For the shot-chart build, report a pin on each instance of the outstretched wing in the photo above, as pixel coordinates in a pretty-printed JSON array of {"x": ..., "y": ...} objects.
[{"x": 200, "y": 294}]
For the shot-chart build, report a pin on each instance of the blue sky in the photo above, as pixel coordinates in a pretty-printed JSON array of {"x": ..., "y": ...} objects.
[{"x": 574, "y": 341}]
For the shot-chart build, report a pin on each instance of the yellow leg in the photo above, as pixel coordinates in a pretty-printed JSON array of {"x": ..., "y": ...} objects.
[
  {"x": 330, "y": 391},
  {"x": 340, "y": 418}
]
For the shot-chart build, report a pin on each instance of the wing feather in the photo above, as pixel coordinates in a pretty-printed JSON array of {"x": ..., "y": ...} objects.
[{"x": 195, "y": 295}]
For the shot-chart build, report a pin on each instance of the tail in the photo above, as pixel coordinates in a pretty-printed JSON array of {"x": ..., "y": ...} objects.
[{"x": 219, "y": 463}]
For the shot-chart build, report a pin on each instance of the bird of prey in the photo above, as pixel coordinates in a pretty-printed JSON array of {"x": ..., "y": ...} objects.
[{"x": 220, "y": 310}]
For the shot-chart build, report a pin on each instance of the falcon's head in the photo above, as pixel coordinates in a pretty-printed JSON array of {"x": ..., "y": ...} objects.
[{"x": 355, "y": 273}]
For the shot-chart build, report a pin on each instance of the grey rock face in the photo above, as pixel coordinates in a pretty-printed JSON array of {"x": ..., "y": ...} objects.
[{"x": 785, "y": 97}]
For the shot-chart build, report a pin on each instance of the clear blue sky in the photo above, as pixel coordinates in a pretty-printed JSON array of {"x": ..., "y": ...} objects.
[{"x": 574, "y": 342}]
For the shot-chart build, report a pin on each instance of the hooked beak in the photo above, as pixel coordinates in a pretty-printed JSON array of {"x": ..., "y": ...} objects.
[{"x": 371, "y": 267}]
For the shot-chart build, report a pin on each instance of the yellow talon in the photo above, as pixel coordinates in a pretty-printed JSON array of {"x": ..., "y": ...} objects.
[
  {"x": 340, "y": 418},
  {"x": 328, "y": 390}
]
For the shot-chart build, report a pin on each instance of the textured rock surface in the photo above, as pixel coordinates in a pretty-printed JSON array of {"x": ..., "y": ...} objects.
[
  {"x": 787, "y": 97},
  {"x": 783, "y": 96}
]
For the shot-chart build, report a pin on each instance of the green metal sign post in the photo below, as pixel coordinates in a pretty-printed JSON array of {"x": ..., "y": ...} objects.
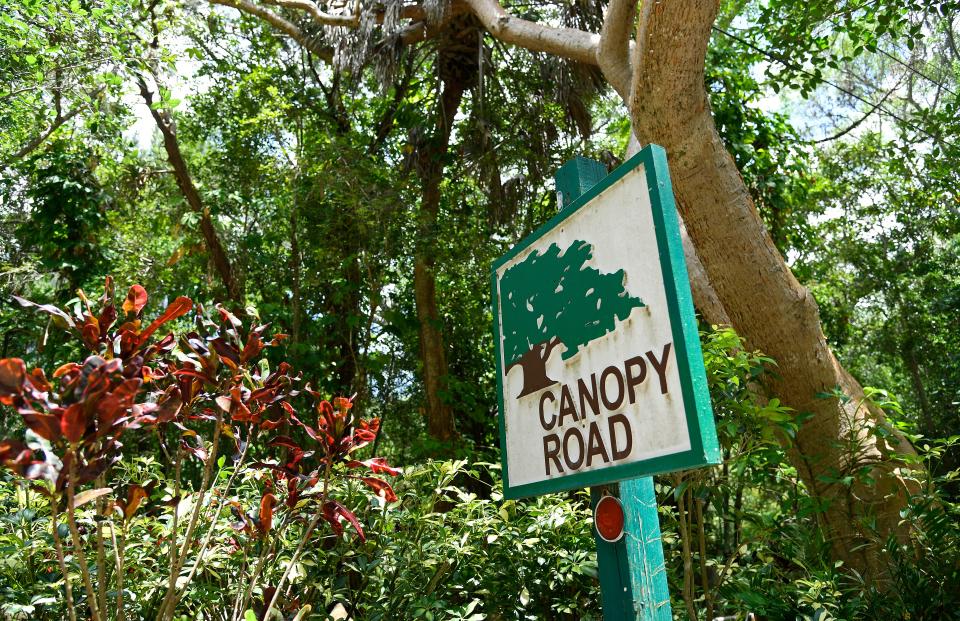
[
  {"x": 600, "y": 376},
  {"x": 633, "y": 579}
]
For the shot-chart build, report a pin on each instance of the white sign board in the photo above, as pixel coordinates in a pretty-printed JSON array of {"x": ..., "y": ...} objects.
[{"x": 600, "y": 372}]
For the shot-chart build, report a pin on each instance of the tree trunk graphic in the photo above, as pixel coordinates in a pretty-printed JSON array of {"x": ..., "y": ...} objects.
[{"x": 534, "y": 365}]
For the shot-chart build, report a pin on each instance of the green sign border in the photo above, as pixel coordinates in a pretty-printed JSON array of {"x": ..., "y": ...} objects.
[{"x": 704, "y": 449}]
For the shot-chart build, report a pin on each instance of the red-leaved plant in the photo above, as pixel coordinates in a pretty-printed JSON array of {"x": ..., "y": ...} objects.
[{"x": 195, "y": 393}]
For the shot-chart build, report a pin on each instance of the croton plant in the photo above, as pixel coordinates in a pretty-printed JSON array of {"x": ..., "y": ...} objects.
[{"x": 197, "y": 394}]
+ + + + +
## EXERCISE DETAILS
Switch every "shot-chart build" in the data above to "labeling pass", leaving all other text as it stands, and omit the pictures from your answer.

## OUTPUT FOR THIS EXERCISE
For the labeling pass, report a pin on each instance of the outstretched wing in the photo above, as pixel coordinates in a pretty-printed JSON array of {"x": ..., "y": ...} objects.
[{"x": 200, "y": 294}]
For the labeling pass, report a pin on each instance of the blue sky in the photo above, as pixel coordinates in a pretty-printed JSON array of {"x": ..., "y": ...} objects.
[{"x": 574, "y": 341}]
For the labeling pass, report a pin on each instance of the yellow leg in the photo above, as pixel coordinates in a pretty-printed JSON array of {"x": ..., "y": ...} objects.
[
  {"x": 330, "y": 391},
  {"x": 340, "y": 418}
]
For the labeling pass, report a pin on each instance of the wing feather in the photo above, as pixel coordinates in a pretty-printed JSON array of {"x": ..., "y": ...} objects.
[{"x": 195, "y": 295}]
For the labeling pass, report a pin on each instance of the tail in the photo above, as pixel coordinates in a pretty-printed JSON array of {"x": ..., "y": ...} objects.
[{"x": 219, "y": 463}]
For the labeling pass, report a pin on each instance of the bird of prey in the photo above, as pixel coordinates in a pretty-printed JSON array of {"x": ..., "y": ...} objects.
[{"x": 220, "y": 310}]
For the labeling pass, report a pin on each instance of the falcon's head in the photo above, as pixel coordinates in a pretty-printed JSON array of {"x": ..., "y": ...} objects.
[{"x": 355, "y": 273}]
For the labeling pass, report a pin on each instance of the grey rock face in the photo above, as pixel coordinates in a pretty-printed JSON array of {"x": ..., "y": ...} objects.
[{"x": 785, "y": 97}]
For the labeling pass, report a pin on each instance of the clear blue sky in the photo above, as pixel coordinates in a pretty-printed JSON array of {"x": ..., "y": ...} objects.
[{"x": 574, "y": 342}]
For the labeling pass, report a pin on each instance of the hooked beak in the photo above, as pixel coordinates in a pretty-printed JSON array of {"x": ..., "y": ...} objects.
[{"x": 371, "y": 267}]
For the labeling pass, report a pin on each instance of the yellow talon in the photo above, as pixel coordinates in a pretty-printed JSON array of {"x": ..., "y": ...} objects.
[
  {"x": 340, "y": 418},
  {"x": 328, "y": 390}
]
For the labeling pass, report a pin on each instance of the textured rock surface in the photo above, as pixel coordinates in a pretty-printed JSON array of {"x": ..., "y": ...} objects.
[
  {"x": 787, "y": 97},
  {"x": 783, "y": 96}
]
For the labeling pass, report a pin on each instance of the green metal sign post in the photo below, as pixel coordinates in a pretty-printed JSON array of {"x": ..., "y": ...} objects.
[
  {"x": 600, "y": 376},
  {"x": 633, "y": 579}
]
For the labeling pass, report a pin on each instance of the white sign board in the photo above, as pixel coordinates in a pretty-printed JSON array of {"x": ..., "y": ...} objects.
[{"x": 600, "y": 372}]
For the labeling pass, report a pin on each instance of the tree trunk graphic in the photo above, as pixel coordinates in a pretty-printed JSON array of {"x": ..., "y": ...} objects.
[{"x": 534, "y": 365}]
For the labeling pass, report a pin on each instance of the green sign border in the photo above, as pixel coordinates in a pretty-printed JSON array of {"x": ..., "y": ...} objects.
[{"x": 704, "y": 449}]
For the labeling pass, report a pin on each instance of the red-leaved plant in the photo above, as pixel coordinates in a pretty-printed JSON array of {"x": ..., "y": ...} objects.
[{"x": 195, "y": 393}]
For the labeling pass, report a pin on each instance of the croton plant in the photo above, as pixel coordinates in a pretty-printed JSON array of {"x": ..., "y": ...} objects.
[{"x": 197, "y": 394}]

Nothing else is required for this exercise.